Lauri de Frece (3 March 1880 – 25 August 1921) was an English actor and singer who appeared in musical theatre and in films of the silent era. His original name was Maurice de Frece. He was the younger brother of Walter de Frece and the husband of Fay Compton.

He was sometimes been confused with a cousin called Lawrence Abraham de Frece, who was born in 1881 and died later the same year.

Life

Born in Liverpool, Lauri de Frece was one of four sons of Harry de Frece, of the Gaiety Music Hall, Liverpool, a prosperous theatrical manager and agent from a Jewish theatrical family. The four sons were well educated at the Liverpool Institute High School for Boys, in the hope of keeping them out of the theatre. However, Frece's brother Jack became the manager of the Alhambra Wooden Theatre, Liverpool, his brother Isaac managed the Theatre Royal, Liverpool, and in 1890 his brother Walter gave up an apprenticeship with a Merseyside architect to marry Vesta Tilley, taking a job in the office of Warner's Theatrical Agency, and going on to become a leading theatrical impresario. 

At the Liverpool Institute, de Frece was a contemporary of Albert Coates.
In 1910, de Frece appeared as Blatz in the musical The Balkan Princess. In 1912, he sang the part of Brissard in an Edinburgh production of Franz Lehár's operetta The Count of Luxembourg, when he was one of the five principals, together with Daisy Burrell, Phyllis le Grand, Eric Thorne, and Robert Michaelis, collectively described by the Musical News as "all consummate artists in their own style".

In 1914, after the death of the producer H. G. Pelissier, de Frece married his young widow, Fay Compton,	with whom he later starred in The Labour Leader (1917).
========================================
* [CHALLENGES]
- a) Name the four performers the biography of Lauri de Frece gives as his fellow principals in the 1912 Edinburgh production of The Count of Luxembourg.
- b) In the biography of Lauri de Frece, swap "architect" for "builder" and write out the passage from "Born in Liverpool, Lauri" to "leading theatrical impresario.".
- c) Finish out the next part of the biography of Lauri de Frece, beginning after its final sentence.
The listing after this point is separate material and has no connection to the biography of Lauri de Frece.

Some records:
========================================
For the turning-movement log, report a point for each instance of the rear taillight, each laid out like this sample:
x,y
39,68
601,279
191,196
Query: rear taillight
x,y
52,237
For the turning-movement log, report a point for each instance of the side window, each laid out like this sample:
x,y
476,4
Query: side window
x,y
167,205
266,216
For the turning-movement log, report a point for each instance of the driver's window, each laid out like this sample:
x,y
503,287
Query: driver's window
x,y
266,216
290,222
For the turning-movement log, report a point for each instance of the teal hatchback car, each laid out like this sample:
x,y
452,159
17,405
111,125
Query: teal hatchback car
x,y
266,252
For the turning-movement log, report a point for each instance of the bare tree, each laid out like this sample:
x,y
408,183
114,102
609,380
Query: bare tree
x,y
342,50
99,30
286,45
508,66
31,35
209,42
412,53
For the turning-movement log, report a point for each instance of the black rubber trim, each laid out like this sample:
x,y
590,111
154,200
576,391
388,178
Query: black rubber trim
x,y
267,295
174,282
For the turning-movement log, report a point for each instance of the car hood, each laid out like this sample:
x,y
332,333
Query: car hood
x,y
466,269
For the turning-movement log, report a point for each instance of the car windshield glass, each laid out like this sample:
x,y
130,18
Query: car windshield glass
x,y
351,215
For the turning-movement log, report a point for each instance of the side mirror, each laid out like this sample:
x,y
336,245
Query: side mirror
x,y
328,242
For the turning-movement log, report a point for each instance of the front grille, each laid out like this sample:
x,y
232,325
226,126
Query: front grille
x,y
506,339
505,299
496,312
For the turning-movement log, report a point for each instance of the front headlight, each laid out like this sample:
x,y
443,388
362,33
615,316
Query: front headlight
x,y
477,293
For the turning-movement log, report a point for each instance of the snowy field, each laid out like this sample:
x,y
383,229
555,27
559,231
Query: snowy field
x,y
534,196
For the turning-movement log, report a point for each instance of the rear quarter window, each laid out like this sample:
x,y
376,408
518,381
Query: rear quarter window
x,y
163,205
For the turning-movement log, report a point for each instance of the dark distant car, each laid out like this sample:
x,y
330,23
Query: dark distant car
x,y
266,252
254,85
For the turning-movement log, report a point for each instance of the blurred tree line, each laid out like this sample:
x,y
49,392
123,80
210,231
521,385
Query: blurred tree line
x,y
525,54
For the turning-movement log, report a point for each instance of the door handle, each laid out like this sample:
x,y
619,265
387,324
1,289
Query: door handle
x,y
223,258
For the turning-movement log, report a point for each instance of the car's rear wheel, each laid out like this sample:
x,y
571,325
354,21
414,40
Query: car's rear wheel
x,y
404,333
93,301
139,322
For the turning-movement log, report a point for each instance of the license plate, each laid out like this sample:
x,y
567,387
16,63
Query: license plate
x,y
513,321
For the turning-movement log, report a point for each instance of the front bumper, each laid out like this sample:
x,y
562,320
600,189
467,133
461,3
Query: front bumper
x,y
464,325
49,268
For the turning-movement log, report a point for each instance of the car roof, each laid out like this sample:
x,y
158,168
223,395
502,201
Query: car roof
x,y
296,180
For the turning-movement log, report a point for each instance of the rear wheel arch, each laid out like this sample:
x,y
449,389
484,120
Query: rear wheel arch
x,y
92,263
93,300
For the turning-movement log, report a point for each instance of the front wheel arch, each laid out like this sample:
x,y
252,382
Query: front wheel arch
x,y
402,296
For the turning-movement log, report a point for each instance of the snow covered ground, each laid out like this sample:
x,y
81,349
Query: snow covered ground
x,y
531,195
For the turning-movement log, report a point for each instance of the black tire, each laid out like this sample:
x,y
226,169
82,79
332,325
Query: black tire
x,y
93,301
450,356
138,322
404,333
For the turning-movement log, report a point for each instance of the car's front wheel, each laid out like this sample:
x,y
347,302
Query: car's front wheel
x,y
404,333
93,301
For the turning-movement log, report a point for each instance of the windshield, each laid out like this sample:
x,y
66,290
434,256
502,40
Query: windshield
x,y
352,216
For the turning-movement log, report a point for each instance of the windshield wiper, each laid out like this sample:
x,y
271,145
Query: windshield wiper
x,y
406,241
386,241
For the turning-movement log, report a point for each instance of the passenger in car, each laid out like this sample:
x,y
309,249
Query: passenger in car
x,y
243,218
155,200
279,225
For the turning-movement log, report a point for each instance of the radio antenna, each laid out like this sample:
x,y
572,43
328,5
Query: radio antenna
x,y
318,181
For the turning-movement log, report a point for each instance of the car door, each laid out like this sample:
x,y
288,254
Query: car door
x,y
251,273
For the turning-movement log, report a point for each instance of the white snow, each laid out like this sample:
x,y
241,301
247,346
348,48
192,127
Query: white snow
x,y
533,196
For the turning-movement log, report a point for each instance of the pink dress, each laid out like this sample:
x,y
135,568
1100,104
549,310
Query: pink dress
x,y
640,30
========================================
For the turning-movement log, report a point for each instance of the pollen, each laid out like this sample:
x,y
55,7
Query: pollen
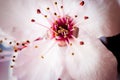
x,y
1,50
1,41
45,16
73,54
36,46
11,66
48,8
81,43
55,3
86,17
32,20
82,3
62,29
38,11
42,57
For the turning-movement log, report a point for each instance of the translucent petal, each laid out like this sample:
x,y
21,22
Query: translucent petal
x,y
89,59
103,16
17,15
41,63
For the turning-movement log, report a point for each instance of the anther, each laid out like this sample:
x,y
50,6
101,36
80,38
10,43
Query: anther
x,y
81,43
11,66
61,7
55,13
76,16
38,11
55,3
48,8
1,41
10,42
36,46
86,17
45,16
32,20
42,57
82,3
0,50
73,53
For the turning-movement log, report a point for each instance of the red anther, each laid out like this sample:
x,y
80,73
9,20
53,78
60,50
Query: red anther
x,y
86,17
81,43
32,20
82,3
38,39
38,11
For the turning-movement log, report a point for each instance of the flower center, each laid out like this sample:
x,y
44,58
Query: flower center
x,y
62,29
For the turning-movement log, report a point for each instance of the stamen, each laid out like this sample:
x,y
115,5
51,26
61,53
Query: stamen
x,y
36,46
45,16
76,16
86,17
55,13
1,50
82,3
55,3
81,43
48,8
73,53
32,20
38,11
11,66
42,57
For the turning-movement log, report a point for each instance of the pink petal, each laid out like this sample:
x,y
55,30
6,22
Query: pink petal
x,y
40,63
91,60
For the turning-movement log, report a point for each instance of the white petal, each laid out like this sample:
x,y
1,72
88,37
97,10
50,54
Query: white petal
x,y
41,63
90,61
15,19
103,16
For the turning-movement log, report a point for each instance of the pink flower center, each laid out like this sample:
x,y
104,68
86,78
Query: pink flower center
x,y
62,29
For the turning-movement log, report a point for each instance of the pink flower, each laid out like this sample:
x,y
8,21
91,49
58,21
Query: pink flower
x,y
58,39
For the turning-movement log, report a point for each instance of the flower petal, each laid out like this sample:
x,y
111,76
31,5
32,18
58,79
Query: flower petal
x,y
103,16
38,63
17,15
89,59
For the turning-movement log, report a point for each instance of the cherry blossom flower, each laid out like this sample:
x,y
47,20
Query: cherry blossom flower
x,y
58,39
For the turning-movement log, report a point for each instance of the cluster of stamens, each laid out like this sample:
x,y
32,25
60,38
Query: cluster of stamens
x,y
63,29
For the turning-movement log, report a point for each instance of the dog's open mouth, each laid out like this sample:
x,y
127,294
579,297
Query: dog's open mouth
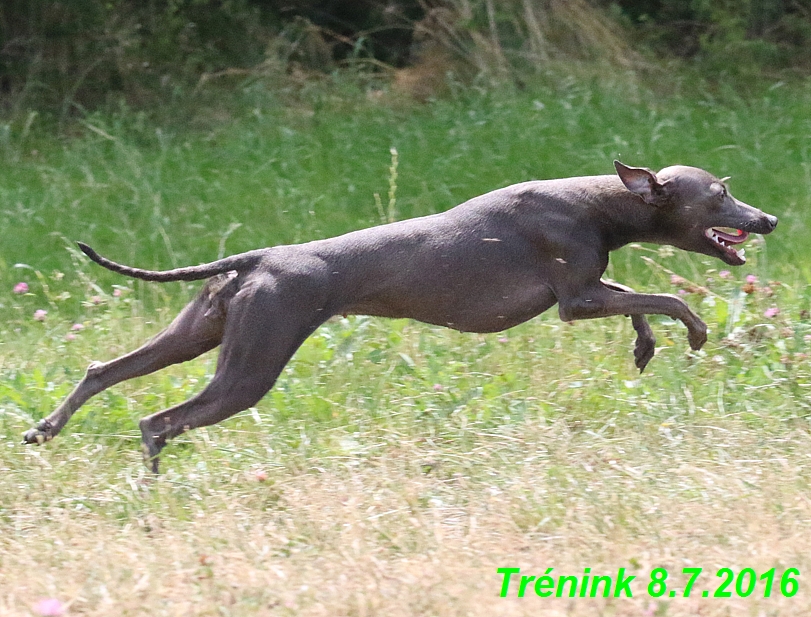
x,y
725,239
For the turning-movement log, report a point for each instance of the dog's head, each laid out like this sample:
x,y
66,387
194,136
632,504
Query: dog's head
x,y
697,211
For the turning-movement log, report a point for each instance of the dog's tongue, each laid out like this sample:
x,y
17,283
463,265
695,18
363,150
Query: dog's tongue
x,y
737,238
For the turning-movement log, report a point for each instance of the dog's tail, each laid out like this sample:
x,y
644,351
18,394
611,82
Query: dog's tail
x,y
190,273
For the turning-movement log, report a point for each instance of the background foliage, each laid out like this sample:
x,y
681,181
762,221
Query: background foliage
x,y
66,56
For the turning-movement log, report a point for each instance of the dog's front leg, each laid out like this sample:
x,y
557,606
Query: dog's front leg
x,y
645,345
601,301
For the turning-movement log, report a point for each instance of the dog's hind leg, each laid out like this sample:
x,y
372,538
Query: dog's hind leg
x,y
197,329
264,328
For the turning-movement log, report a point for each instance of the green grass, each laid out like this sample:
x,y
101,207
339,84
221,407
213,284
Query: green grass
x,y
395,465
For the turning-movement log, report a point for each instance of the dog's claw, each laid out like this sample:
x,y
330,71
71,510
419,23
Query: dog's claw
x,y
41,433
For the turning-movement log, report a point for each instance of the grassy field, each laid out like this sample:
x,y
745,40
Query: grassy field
========================================
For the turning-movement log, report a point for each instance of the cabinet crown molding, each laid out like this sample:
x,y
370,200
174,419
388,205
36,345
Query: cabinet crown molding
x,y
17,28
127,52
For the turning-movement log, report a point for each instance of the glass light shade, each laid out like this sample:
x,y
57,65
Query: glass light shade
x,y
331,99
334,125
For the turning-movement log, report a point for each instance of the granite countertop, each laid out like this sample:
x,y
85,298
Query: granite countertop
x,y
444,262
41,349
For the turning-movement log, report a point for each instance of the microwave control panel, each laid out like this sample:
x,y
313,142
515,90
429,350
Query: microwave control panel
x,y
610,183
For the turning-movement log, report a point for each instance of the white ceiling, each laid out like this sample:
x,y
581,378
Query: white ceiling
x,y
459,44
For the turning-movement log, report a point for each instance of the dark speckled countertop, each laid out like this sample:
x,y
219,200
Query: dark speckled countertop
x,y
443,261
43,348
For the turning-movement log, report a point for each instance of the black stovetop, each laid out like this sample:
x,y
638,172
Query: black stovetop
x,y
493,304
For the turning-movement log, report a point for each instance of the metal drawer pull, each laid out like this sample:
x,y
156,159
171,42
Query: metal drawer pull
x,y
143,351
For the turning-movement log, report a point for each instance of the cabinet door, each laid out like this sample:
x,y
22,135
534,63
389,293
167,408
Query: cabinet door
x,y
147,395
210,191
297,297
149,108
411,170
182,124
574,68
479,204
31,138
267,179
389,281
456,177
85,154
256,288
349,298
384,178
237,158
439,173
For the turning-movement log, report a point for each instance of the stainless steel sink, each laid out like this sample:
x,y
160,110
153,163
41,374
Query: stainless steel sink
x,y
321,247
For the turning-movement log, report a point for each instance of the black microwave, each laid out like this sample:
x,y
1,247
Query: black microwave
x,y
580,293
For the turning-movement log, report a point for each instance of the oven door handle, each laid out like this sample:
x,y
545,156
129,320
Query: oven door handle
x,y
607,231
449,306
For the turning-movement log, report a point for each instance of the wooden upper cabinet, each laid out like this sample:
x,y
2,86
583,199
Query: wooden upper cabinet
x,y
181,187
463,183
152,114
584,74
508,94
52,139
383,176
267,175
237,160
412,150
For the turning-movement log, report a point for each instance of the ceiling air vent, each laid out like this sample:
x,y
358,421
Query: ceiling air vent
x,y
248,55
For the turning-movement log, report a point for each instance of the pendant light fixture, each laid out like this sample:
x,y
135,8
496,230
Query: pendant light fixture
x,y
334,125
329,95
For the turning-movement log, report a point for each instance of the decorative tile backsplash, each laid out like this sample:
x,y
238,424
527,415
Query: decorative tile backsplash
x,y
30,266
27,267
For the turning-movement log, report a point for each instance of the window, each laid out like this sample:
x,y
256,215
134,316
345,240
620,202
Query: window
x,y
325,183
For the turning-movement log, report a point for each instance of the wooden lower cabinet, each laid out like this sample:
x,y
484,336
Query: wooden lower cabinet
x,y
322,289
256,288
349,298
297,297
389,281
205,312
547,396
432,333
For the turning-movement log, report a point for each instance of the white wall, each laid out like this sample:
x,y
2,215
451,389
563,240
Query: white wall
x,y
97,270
========================================
* [ANSWERS IN ORDER]
- a) Daisy Burrell, Phyllis le Grand, Eric Thorne, and Robert Michaelis

- b)
Born in Liverpool, Lauri de Frece was one of four sons of Harry de Frece, of the Gaiety Music Hall, Liverpool, a prosperous theatrical manager and agent from a Jewish theatrical family. The four sons were well educated at the Liverpool Institute High School for Boys, in the hope of keeping them out of the theatre. However, Frece's brother Jack became the manager of the Alhambra Wooden Theatre, Liverpool, his brother Isaac managed the Theatre Royal, Liverpool, and in 1890 his brother Walter gave up an apprenticeship with a Merseyside builder to marry Vesta Tilley, taking a job in the office of Warner's Theatrical Agency, and going on to become a leading theatrical impresario.

- c)
Death
He died in August 1921, aged 41, from undisclosed causes, in Trouville-sur-Mer, Normandy. In February 1922 his widow remarried, to Leon Quartermaine.

In his Idols of the "Halls", Henry Chance Newton (1854–1931) recalled that "I knew many de Freces, both of the Liverpudlian, and of the London brand; for example, that wonderful old couple, Isaac and Maurice de Frece, Walter's brother Jack, a big variety agent, also that late fine comedian, poor Lauri de Frece, who was the second husband of that brilliant young actress, Fay Compton."

Musical theatre
The Balkan Princess (1910) as Blatz
The Count of Luxembourg (1912) as Brissard
To-Night's the Night (1914) as Henry
The Happy Day (1916) as Walter
The Maid of the Mountains as Tonio

Films
Incomplete list
The Labour Leader (1917)
Once Upon a Time (1918)
All the Sad World Needs (1918)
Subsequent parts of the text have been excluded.